#### [Auszug der Seite]

((

Würfelfreuden 3: Einfache Zugfolgen ausdenken

Eine weitere Möglichkeit, Würfel zu lösen, ist einfache Zugfolgen auszuprobieren und zu schauen, was da passiert. Dazu muss der Würfel allerdings im besten Fall gelöst sein, dann sieht man die Veränderungen am besten. Sie laufen meist nach einem regelmäßigen Muster vor-vor-zurück-zurück ab, können mehrfach wiederholt werden und kommen meist irgendwann wieder in die Ausgangssituation zurück.

Beim Zauberwürfel gibt es z.B. den sogenannten "sexy move", der geht so:

Der sexy move: rechts oben, oben links, rechts runter, oben rechts

Wenn wir den 3x hintereinander anwenden, kommen wir auf dieses Ergebnis:

vertauscht 2 Ecksteine oben und 2 vorne

Das ist zwar recht mühsam, dafür ist die Zugfolge einfach zu merken. Und beim Pyraminx (Zauberpyramide) und Skewb kommt man mit dieser Kombination sehr schnell vorwärts!

Effizient beim Zauberwürfel ist folgende Kombination:

wobei die obere Ebene bei 2 und 4 jeweils um 180° gedreht wird.

Damit tauschen folgende 3 Kantensteine ihren Platz:


Zum Musterdrehen eignet sich die letzte der hier vorgestellten Folgen. Dabei kann man entweder hoch-hoch-runter-runter drehen oder immer hoch und dabei den Würfel jedesmal um 90° im Ganzen im Uhrzeigersinn drehen:


Heraus kommt ein Ringtausch der Mittelsteine:


Mit diesen drei Prinzipien habe ich bisher alle Puzzle gelöst bzw. nutze sie zum Musterdrehen. Man muss nicht viel behalten, nach ca. 35 Jahren Pause zwischen den Achtzigern und dem Lockdown konnte ich mich immer noch gut an sie erinnern...





Würfelfreuden 2: Die Parität

Wenn man sich das Gottes-Prinzip aus dem vorherigen Eintrag anschaut, fragt man sich vielleicht: Ok, mit diesem Prinzip kann man ja nur 3 oder mehr Steine gleichzeitig tauschen, da man den Zweiertausch ja immer zweimal anwenden muss. Gibt es nicht Situationen, wo am Ende nur zwei Steine übrig bleiben, die zu tauschen sind? Oder nur einer, der auszurichten ist? Was macht man dann?

Dieser Fall wird Parität oder oft auch englisch Parity genannt. Beim Standard-Zauberwürfel ist das kein Problem und wird intuitiv gelöst (ich erzähle gleich wie). Ab dem 4x4 Würfel und größer bereitet das einem aber Kopfzerbrechen, da man mit dem Gottes-Prinzip hier wirklich nicht mehr weiter kommt.

))

Annotationseinträge zur Objekterkennung
((

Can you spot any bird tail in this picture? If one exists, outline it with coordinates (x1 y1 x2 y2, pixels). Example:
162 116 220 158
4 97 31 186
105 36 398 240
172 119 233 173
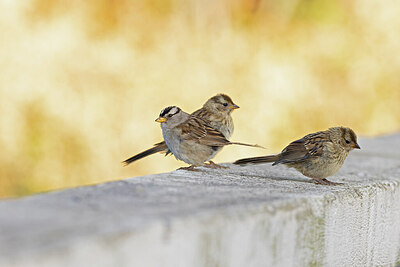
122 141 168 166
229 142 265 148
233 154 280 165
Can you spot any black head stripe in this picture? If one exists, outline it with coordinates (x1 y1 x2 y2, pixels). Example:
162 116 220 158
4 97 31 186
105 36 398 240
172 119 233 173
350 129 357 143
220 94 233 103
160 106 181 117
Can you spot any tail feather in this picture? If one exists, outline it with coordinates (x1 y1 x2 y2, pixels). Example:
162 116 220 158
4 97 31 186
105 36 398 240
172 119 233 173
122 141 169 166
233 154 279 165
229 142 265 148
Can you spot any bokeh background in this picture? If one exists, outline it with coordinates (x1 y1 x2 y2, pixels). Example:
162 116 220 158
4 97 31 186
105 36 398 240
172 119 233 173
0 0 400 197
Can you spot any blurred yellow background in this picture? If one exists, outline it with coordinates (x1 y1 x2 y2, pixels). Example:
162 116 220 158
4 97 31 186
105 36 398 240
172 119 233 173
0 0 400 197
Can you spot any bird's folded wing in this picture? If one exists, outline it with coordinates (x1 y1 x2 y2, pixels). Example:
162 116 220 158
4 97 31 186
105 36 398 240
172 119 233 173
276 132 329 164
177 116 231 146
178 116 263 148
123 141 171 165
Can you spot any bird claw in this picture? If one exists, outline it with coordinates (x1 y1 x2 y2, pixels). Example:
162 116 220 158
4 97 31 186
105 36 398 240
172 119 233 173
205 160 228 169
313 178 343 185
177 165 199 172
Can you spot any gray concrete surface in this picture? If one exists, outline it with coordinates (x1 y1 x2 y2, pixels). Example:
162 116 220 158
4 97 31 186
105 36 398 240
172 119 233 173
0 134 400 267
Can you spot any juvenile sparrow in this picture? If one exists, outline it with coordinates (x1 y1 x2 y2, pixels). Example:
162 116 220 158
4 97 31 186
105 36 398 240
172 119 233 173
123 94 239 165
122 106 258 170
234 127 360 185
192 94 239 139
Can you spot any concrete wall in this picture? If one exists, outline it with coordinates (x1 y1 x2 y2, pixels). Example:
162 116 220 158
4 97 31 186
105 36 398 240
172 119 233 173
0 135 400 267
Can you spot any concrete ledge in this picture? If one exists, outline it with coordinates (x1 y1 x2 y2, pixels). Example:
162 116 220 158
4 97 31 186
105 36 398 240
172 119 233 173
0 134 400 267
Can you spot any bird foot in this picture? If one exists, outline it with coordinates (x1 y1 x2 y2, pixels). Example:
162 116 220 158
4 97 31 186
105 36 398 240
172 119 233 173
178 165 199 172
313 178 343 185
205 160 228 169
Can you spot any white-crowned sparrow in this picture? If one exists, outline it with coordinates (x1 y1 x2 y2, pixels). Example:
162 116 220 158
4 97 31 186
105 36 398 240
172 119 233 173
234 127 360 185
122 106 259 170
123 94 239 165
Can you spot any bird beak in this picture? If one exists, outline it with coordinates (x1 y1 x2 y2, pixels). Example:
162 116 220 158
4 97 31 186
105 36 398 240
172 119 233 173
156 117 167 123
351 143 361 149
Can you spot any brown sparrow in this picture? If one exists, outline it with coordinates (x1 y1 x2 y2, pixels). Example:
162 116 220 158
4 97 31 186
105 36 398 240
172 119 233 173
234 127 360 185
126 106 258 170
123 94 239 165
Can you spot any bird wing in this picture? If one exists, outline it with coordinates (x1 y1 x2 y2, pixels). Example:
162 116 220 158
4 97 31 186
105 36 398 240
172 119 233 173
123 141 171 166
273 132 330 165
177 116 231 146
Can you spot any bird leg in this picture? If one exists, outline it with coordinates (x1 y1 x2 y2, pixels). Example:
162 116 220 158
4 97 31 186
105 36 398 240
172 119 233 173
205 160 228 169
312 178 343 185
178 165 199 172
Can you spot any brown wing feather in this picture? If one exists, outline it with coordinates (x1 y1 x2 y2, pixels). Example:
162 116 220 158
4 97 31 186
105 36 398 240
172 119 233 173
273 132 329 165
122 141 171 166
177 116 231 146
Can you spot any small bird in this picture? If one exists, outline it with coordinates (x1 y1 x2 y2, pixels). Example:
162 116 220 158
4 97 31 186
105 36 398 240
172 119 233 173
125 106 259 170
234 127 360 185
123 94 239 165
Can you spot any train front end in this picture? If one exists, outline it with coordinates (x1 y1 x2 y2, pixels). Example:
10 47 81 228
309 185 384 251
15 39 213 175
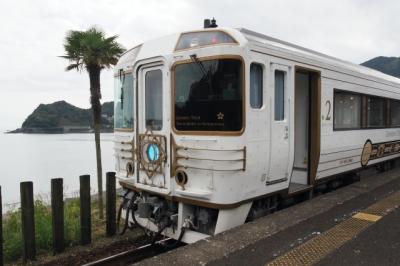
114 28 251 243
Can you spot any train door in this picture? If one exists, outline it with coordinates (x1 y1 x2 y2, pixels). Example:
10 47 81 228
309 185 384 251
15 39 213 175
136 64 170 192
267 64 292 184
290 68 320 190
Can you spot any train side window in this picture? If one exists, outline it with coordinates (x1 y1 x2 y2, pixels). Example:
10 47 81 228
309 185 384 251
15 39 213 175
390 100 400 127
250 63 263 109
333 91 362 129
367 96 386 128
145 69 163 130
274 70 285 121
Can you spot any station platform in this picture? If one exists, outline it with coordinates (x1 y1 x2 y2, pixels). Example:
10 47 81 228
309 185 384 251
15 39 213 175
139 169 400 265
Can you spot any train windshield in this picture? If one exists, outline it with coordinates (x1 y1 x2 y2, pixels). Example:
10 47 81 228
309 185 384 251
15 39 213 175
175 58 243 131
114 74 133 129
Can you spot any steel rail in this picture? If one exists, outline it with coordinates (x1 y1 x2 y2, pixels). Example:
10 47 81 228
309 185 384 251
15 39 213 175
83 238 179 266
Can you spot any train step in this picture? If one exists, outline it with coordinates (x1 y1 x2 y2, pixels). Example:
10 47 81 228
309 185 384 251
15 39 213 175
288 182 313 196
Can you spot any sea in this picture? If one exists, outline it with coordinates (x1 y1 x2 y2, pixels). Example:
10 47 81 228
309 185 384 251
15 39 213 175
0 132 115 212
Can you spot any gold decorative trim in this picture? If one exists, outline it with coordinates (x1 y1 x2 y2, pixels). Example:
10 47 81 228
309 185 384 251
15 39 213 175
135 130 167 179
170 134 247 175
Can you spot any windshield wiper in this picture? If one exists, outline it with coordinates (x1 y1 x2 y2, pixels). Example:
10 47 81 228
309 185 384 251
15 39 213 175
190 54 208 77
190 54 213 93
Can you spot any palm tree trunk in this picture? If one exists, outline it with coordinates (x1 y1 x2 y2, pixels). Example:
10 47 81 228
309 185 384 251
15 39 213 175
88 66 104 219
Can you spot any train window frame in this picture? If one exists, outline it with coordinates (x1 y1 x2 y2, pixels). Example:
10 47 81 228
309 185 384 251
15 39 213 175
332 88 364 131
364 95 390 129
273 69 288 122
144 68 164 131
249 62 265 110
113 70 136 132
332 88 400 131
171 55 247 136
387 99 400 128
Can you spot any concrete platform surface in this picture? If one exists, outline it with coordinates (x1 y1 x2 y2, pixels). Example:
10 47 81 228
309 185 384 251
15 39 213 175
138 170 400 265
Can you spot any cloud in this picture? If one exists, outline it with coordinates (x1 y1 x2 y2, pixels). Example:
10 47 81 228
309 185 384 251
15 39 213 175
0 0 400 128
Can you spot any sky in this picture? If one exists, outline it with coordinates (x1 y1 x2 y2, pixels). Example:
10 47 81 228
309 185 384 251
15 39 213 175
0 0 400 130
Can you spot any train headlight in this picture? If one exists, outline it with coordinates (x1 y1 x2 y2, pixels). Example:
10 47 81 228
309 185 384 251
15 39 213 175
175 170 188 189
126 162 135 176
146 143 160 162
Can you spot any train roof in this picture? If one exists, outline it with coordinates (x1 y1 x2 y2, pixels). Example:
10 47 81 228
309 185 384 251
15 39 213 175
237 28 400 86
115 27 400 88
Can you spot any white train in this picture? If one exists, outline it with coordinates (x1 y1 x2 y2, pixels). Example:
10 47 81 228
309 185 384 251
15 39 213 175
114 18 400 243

))
((

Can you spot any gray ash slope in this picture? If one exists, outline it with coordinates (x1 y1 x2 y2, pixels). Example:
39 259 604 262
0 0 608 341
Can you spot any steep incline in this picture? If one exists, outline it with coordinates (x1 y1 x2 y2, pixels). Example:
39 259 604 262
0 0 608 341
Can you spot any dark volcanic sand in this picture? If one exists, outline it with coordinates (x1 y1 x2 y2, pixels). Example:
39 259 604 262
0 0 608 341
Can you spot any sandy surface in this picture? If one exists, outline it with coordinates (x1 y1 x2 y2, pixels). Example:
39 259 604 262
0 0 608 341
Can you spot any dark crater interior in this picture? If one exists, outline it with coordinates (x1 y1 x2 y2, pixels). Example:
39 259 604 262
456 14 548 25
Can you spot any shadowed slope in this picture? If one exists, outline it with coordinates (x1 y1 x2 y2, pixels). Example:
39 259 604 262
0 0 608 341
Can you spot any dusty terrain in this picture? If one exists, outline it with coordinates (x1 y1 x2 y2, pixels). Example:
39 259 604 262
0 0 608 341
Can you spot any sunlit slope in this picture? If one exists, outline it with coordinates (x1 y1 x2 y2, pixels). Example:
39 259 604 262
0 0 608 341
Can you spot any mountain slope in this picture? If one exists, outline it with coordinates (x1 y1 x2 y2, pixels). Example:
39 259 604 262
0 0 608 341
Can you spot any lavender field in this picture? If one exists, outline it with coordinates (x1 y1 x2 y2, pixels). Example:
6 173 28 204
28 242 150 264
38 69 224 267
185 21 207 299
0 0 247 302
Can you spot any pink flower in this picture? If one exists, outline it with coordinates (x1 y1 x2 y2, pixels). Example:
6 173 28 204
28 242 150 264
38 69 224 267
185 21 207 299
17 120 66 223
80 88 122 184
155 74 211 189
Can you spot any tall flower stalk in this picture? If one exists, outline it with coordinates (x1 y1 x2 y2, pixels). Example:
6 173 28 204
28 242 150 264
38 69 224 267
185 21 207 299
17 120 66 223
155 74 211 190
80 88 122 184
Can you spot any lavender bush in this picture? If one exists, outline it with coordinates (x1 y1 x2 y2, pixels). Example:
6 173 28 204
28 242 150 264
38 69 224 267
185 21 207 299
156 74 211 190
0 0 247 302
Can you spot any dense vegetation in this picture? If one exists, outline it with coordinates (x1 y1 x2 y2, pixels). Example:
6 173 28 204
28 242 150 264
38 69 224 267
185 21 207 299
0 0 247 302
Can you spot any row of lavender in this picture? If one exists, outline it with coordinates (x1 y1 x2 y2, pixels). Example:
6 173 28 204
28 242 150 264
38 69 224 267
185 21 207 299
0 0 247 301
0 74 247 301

))

#### [Gefragt ist]
(a) Wiederhole bitte wortgetreu die Zeilen der Einträge zwischen der Zeile mit „Can you spot any train windshield“ und der Zeile mit „88 66 104 219“, beide eingeschlossen.
(b) Nimm den Text über Zugfolgen beim Würfeldrehen nach seinem letzten Satz wieder auf und schreib ihn weiter.
Die Einträge haben mit dem Text über Zugfolgen beim Würfeldrehen nichts zu tun.

#### [Antworten je Aufgabe]
(a)
Can you spot any train windshield in this picture? If one exists, outline it with coordinates (x1 y1 x2 y2, pixels). Example:
10 47 81 228
309 185 384 251
15 39 213 175
175 58 243 131
114 74 133 129
Can you spot any steel rail in this picture? If one exists, outline it with coordinates (x1 y1 x2 y2, pixels). Example:
10 47 81 228
309 185 384 251
15 39 213 175
83 238 179 266
Can you spot any train step in this picture? If one exists, outline it with coordinates (x1 y1 x2 y2, pixels). Example:
10 47 81 228
309 185 384 251
15 39 213 175
288 182 313 196
Can you spot any sea in this picture? If one exists, outline it with coordinates (x1 y1 x2 y2, pixels). Example:
10 47 81 228
309 185 384 251
15 39 213 175
0 132 115 212
Can you spot any gold decorative trim in this picture? If one exists, outline it with coordinates (x1 y1 x2 y2, pixels). Example:
10 47 81 228
309 185 384 251
15 39 213 175
135 130 167 179
170 134 247 175
Can you spot any windshield wiper in this picture? If one exists, outline it with coordinates (x1 y1 x2 y2, pixels). Example:
10 47 81 228
309 185 384 251
15 39 213 175
190 54 208 77
190 54 213 93
Can you spot any palm tree trunk in this picture? If one exists, outline it with coordinates (x1 y1 x2 y2, pixels). Example:
10 47 81 228
309 185 384 251
15 39 213 175
88 66 104 219

(b)
Bei der letzten Ebene des Zauberwürfels versucht man in der Regel, entweder zuerst die Ecken oder zuerst die Kanten an ihren richtigen Platz zu bringen. Dabei kann man auf folgende Anordnung treffen:

Zwei Ecksteine (bzw. Kantensteine) richtig, zwei nicht, was nun?

In diesem Fall dreht man die 3. Ebene meist intuitiv um 90° nach rechts oder links und probiert es dann. Und siehe da, jetzt kann man es durch einen 3er-Tausch lösen:
Dreht man die Ebene im Bild oben um 90° im Uhrzeigersinn, erhält man den unteren Kantenstein an der richtigen Stelle, die anderen drei müssen getauscht werden. Analog auch die Ecksteine.

Damit ist die Parität beim 3x3-Würfel ohne viel Nachdenken gelöst. Glücklicherweise tritt es für Kanten und Ecksteine gemeinsam auf, hat man es wie hier für die Kantensteine gelöst, tritt es auch nicht mehr bei den Ecksteinen auf. Der Fall, dass beim Ausrichten nur ein Stein übrig bleibt, tritt nicht auf.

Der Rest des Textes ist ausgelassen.